Your answer should give again, exactly, the lines from the beginning of the entries below through the line containing "Provide the mask of every instance of the orange". It must contain no pictures.

(Data)
+++

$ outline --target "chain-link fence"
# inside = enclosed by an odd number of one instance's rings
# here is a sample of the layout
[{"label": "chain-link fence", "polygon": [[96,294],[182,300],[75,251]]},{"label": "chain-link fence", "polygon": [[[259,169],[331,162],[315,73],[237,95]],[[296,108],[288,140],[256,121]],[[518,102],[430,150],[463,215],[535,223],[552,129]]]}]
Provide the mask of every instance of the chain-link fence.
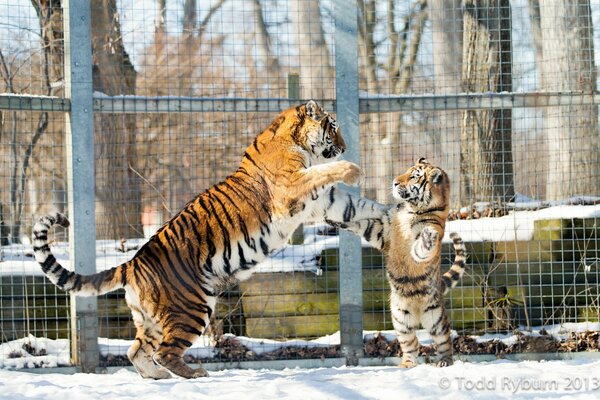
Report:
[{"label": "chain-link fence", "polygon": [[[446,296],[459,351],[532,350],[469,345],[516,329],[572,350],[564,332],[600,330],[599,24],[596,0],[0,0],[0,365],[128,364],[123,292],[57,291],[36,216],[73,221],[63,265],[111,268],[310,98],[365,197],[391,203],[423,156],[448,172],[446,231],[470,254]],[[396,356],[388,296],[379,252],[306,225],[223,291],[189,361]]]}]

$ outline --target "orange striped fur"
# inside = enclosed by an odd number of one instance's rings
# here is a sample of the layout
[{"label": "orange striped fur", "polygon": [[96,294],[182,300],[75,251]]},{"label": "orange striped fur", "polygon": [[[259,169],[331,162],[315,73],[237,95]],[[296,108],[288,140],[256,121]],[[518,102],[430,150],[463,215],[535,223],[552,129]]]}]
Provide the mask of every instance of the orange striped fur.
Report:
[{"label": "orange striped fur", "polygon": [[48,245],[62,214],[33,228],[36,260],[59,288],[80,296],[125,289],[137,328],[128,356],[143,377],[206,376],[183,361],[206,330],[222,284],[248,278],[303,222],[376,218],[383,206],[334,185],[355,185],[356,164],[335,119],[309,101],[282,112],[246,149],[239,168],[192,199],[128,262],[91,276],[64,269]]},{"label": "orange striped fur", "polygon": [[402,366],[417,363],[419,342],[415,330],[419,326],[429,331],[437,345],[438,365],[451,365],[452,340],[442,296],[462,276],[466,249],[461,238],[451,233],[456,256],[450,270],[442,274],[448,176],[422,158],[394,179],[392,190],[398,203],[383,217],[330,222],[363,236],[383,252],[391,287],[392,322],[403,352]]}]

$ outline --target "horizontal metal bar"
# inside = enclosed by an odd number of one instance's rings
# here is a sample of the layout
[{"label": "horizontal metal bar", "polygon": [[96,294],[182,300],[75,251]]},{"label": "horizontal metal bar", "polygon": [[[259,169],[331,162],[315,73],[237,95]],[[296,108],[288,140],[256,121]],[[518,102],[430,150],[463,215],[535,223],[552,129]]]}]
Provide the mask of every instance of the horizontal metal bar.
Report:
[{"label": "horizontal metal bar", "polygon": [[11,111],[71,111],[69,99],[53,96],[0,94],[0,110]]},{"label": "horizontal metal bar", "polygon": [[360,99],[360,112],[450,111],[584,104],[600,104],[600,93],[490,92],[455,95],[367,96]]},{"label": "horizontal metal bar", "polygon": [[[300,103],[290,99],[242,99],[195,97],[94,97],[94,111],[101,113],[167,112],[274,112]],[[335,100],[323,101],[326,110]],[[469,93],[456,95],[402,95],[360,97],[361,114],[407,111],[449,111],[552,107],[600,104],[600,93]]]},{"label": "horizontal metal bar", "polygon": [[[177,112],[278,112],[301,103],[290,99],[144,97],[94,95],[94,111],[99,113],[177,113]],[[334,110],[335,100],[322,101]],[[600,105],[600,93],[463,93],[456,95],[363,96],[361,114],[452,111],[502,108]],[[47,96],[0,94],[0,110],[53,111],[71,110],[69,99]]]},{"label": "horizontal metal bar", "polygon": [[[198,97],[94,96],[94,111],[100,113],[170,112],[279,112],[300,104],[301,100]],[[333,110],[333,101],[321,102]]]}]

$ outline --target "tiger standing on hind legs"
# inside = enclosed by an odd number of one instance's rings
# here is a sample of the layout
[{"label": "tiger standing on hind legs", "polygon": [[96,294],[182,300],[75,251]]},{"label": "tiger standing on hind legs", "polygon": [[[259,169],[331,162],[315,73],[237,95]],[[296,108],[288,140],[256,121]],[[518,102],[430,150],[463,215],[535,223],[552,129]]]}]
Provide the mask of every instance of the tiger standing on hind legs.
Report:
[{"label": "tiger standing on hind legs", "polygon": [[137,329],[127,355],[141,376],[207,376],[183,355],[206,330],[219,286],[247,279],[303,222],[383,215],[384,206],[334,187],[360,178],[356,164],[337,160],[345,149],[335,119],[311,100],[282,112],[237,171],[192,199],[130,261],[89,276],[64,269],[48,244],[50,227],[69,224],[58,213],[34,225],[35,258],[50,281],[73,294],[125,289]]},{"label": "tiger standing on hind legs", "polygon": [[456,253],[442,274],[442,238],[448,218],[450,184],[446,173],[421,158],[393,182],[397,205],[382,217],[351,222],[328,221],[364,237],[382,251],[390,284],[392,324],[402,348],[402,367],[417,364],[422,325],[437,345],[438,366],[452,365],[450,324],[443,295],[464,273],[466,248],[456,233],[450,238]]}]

+++

(The completed task)
$ outline --target "chain-link fence"
# inside = enclosed by an odd number of one instance's rings
# here is a sample of the layout
[{"label": "chain-link fence", "polygon": [[96,294],[182,300],[75,251]]},{"label": "chain-link fence", "polygon": [[[259,169],[331,162],[315,73],[237,95]],[[296,108],[288,140],[256,121]],[[518,102],[430,150],[463,215],[535,223],[552,129]]]}]
Provide the mask of every instance of the chain-link fence.
Report:
[{"label": "chain-link fence", "polygon": [[[446,296],[459,351],[532,350],[469,345],[516,329],[572,350],[564,332],[600,330],[599,24],[596,0],[0,0],[0,365],[128,364],[123,292],[57,291],[36,216],[73,221],[63,265],[111,268],[310,98],[365,197],[391,203],[423,156],[448,172],[446,231],[470,254]],[[396,356],[388,296],[379,252],[306,225],[223,291],[189,361]]]}]

$ outline --target "orange striped fur"
# inside = enclosed by an odd number of one instance's rings
# here is a sample of the layout
[{"label": "orange striped fur", "polygon": [[96,294],[182,300],[75,251]]},{"label": "orange striped fur", "polygon": [[[259,169],[331,162],[315,73],[237,95]],[[296,108],[288,140],[256,121]],[[518,102],[430,150],[463,215],[535,223],[552,129]]]}]
Provide the mask of every instance of the orange striped fur.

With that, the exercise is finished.